## Work instructions:
State only the number of lines in the listing below that contain the string "slope".

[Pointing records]
________________________
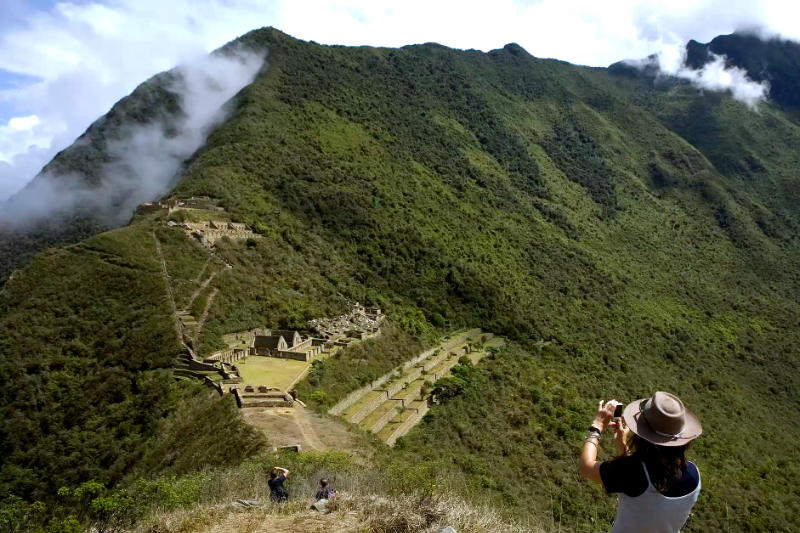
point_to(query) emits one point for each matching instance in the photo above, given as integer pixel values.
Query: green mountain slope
(628, 237)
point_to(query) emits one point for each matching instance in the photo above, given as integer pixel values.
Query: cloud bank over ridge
(144, 159)
(67, 63)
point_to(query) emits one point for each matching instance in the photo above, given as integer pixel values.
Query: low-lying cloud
(715, 76)
(144, 159)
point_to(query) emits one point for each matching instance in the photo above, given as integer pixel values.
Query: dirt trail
(168, 287)
(287, 426)
(202, 319)
(306, 429)
(202, 286)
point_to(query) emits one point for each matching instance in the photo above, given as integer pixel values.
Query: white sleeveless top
(652, 512)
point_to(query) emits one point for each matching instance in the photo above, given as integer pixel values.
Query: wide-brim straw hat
(662, 420)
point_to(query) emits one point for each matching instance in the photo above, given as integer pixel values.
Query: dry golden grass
(354, 513)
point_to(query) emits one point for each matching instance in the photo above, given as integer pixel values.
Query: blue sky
(64, 63)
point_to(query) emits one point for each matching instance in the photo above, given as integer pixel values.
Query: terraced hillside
(394, 403)
(625, 237)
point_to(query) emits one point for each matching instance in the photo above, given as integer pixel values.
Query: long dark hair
(665, 464)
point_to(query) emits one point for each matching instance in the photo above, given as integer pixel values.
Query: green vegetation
(357, 365)
(628, 237)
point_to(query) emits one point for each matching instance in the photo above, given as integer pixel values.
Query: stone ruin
(360, 323)
(209, 232)
(172, 204)
(261, 396)
(283, 344)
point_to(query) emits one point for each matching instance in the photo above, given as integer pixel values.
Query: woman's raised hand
(621, 436)
(605, 412)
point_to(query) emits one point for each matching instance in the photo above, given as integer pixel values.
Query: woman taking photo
(657, 486)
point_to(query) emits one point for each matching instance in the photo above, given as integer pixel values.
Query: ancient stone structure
(209, 232)
(288, 344)
(261, 396)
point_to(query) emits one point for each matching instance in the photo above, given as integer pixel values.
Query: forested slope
(628, 238)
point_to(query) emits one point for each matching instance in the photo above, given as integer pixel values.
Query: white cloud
(143, 162)
(715, 76)
(89, 54)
________________________
## Final result:
2